» WHAT YOU SHOULD DO:
Copy out all of the material below, swapping every "marker" for "dot" and leaving everything else unchanged.

» TASK INPUT:
━━━━━━━━

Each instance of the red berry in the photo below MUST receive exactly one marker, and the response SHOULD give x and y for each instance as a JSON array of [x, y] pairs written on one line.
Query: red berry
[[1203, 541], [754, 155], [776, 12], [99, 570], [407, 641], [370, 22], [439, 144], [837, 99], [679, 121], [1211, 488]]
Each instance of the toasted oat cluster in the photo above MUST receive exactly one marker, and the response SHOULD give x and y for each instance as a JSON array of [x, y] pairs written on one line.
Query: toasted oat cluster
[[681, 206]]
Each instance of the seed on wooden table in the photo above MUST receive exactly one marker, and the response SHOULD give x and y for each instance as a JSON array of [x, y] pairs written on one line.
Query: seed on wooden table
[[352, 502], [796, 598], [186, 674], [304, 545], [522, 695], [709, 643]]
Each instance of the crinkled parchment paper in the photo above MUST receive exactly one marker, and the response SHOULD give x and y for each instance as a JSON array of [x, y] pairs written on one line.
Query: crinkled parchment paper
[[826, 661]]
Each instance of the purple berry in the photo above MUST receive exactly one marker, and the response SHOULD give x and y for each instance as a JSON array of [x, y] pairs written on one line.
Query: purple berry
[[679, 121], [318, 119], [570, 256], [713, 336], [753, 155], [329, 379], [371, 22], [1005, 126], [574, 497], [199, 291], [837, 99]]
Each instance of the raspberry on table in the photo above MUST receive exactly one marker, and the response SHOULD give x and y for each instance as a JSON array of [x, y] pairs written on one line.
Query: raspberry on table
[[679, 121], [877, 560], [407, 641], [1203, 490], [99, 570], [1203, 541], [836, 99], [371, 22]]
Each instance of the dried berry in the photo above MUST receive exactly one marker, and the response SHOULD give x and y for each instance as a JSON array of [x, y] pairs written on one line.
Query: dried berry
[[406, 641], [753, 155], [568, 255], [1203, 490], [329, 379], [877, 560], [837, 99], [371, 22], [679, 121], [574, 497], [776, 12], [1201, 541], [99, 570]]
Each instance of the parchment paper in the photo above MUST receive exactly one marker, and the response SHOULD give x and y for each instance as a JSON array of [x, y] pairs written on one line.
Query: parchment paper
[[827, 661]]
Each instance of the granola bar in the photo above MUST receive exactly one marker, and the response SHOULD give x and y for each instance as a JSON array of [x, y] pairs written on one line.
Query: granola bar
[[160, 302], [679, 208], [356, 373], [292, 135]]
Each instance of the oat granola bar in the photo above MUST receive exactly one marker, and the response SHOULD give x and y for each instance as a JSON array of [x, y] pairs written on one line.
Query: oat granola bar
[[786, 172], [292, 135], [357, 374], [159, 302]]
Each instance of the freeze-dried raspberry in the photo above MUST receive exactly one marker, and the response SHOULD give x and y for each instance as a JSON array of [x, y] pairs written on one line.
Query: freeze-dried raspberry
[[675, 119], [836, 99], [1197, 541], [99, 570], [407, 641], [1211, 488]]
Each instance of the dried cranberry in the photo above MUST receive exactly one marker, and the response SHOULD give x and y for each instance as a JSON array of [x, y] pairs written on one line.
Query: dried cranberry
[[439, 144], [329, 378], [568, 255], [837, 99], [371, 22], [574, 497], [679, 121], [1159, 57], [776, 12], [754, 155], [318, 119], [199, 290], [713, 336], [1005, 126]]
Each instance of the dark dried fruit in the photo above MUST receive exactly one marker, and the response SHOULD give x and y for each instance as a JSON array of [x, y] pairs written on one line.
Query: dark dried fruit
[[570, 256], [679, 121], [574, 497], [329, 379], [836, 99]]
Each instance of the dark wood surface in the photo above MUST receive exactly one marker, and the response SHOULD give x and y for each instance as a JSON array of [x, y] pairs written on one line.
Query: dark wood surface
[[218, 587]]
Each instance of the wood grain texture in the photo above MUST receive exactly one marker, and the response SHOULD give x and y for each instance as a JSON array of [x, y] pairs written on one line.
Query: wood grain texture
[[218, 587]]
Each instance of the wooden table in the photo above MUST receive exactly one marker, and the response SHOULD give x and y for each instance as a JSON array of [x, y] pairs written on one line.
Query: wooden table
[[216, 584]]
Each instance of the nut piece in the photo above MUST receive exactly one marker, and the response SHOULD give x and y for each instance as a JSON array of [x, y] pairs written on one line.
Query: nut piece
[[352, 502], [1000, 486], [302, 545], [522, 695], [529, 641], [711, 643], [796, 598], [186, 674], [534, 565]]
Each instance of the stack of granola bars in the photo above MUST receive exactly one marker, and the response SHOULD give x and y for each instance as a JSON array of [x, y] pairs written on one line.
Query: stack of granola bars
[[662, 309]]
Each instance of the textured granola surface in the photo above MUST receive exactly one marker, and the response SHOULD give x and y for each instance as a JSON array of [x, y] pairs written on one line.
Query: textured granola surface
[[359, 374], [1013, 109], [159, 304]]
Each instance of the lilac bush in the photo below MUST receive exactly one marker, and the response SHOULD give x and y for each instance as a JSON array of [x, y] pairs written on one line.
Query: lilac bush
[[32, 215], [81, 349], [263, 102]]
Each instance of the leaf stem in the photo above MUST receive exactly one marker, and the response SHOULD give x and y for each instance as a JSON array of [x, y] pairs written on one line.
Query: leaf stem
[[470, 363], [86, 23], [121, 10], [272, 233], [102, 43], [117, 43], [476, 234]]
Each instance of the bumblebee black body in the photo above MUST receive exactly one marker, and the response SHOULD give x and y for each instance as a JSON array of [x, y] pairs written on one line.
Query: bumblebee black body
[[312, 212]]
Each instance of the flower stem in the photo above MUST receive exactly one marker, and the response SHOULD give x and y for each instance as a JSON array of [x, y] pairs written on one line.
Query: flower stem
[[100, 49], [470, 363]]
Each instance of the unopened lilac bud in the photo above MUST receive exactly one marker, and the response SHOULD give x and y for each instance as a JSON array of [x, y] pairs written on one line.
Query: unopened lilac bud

━━━━━━━━

» RESPONSE:
Each instance of the red berry in the photo below MUST receive exactly one dot, and the response SHOULD give x and y for each instance as a JSON array of [x, y] pairs written on one line.
Query: red berry
[[1203, 541], [754, 155], [776, 12], [99, 570], [407, 641], [370, 22], [439, 144], [837, 99], [679, 121], [1211, 488]]
Each instance of the toasted oat cluster in the photo above MUST receive exactly one dot, and the response SHOULD give x and y for each instance as a JSON array of [x, y] pairs written on one line.
Query: toasted oat cluster
[[681, 206]]
Each instance of the seed on wooden table in the photo above MUST receive exactly one dot, and the response SHOULD give x and y for each instance as a JSON array of [x, y] pairs written on one line.
Query: seed on wooden table
[[352, 502], [796, 598], [186, 674], [304, 545], [522, 695], [709, 643]]
Each instance of the crinkled parchment paper in the photo above MUST receive exactly one dot, and the response SHOULD give x and y for each instance as a JSON array of [x, y] pairs written on one line.
Query: crinkled parchment paper
[[826, 661]]
Each instance of the purple berry in the photo above MUST receive exactly one dot, and the response SHOULD give x and y for each instance as a JSON array of [x, y] pairs written on one line.
Query: purple berry
[[679, 121], [318, 119], [570, 256], [713, 336], [753, 155], [329, 379], [371, 22], [1005, 126], [574, 497], [199, 291], [837, 99]]
Each instance of the raspberry on table in the photo above MUST receive exactly one dot, and the response SHOULD give x and y for each instance as a JSON array of [x, y] pairs written on one line.
Query: raspberry on table
[[679, 121], [877, 560], [407, 641], [1203, 490], [99, 570], [1203, 541], [836, 99], [371, 22]]
Each instance of the dried berry in the photo above MUST receive exactly one dot, and the response SHOULD give x and y for each instance as a JSON array of [x, y] pairs written on one line.
Query: dried berry
[[406, 641], [753, 155], [568, 255], [1203, 490], [329, 379], [877, 560], [837, 99], [371, 22], [679, 121], [574, 497], [776, 12], [1201, 541], [99, 570]]
Each instance of the parchment paper in the photo above MUST receive exactly one dot, and the response SHOULD give x and y for each instance as a JSON array of [x, y] pairs written on one line.
Query: parchment paper
[[827, 661]]
Each instance of the granola bar in the photo above MUST receive exactly one dot, and the response SHOULD give x and y for each instance as a JSON array of [x, y] pairs written on one line.
Query: granola bar
[[160, 302], [679, 208], [356, 373], [292, 135]]
Each instance of the oat granola bar in the photo above MUST receive exactly one dot, and the response SHOULD give x and y for each instance as a JSON array of [x, y] pairs written on one line.
Query: oat granola bar
[[786, 172], [292, 135], [357, 374], [159, 302]]
Each instance of the freeze-dried raspberry in the photo above MUST receive exactly one dot, and the response SHOULD give x and y for each instance as a JSON array of [x, y] pairs written on one line.
Query: freeze-dried raspberry
[[675, 119], [836, 99], [1197, 541], [99, 570], [407, 641], [1211, 488]]
Each instance of the dried cranberry in the photo above MUST receive exactly one dot, and the response SHOULD give x and y for each instance as a JSON array of [x, y] pairs written on one line.
Query: dried cranberry
[[439, 144], [329, 378], [568, 255], [837, 99], [371, 22], [574, 497], [679, 121], [1159, 57], [776, 12], [754, 155], [318, 119], [199, 290], [713, 336], [1005, 126]]
Each instance of the dark dried fruit in the photo above MUST receive exactly one dot, and the response SHOULD give x and y for each instance as a JSON array of [x, y] pairs written on one line.
Query: dark dried fruit
[[570, 256], [679, 121], [574, 497], [329, 379], [836, 99]]
Each instance of the dark wood surface in the photo above MUST receive exactly one dot, and the response SHOULD give x and y for each instance as a JSON array of [x, y] pairs written on one line.
Query: dark wood surface
[[218, 587]]
Each instance of the wood grain texture in the photo above MUST receive exactly one dot, and the response SHOULD give x and y for each instance as a JSON array of [x, y] pairs written on one line.
Query: wood grain texture
[[218, 587]]
Each instance of the wooden table in the photo above MUST receive exactly one dot, and the response SHOULD give x and y for each instance as a JSON array of [x, y] pairs written on one line.
Query: wooden table
[[216, 584]]
Each instance of the nut piece in the photo above MUST receive exactly one dot, and the response SHOULD give x and y for each instance as a JSON array of [x, y] pairs written on one line.
Query: nut piece
[[352, 502], [1000, 486], [302, 545], [522, 695], [529, 641], [711, 643], [796, 598], [186, 674], [534, 565]]
Each instance of the stack of granola bars in the photo above MUST receive exactly one dot, and the response SHOULD give x and y for each instance as a JSON array of [x, y] pairs written on one line.
Query: stack of granola bars
[[662, 309]]
Each instance of the textured granola surface in the photo above MUST receive exactly one dot, and the response SHOULD give x and y for each instance as a JSON array of [x, y] pairs written on one line.
Query: textured granola surface
[[359, 374], [1013, 109], [159, 304]]
Each instance of the lilac bush in the photo below MUST receive exactly one dot, and the response SHOULD give x and y for each instance as a JSON array of [x, y] pairs written on one line.
Query: lilac bush
[[32, 215], [81, 349], [263, 102]]
Each instance of the leaf stem in the photo above MUST receive exactly one dot, and the response SHOULD give x and y for each instance as a JSON array of [x, y] pairs written on one line.
Query: leaf stem
[[470, 363], [86, 23], [121, 10], [272, 233], [102, 43], [117, 43], [476, 234]]
Each instance of the bumblebee black body in the photo above MUST receive exactly one dot, and the response SHOULD give x and y for each instance as a JSON array of [x, y] pairs written on one line.
Query: bumblebee black body
[[312, 212]]
Each instance of the flower stem in the photo above MUST receive exactly one dot, and the response SHOULD give x and y for each instance as a JSON array of [x, y] pairs written on one line.
Query: flower stem
[[100, 49], [470, 363]]
Each instance of the unopened lilac bud in the photo above MUST receive exactly one dot, and the response SHOULD give x and y for each instance as a JSON array of [x, y] pairs written on one line.
Query: unopened lilac bud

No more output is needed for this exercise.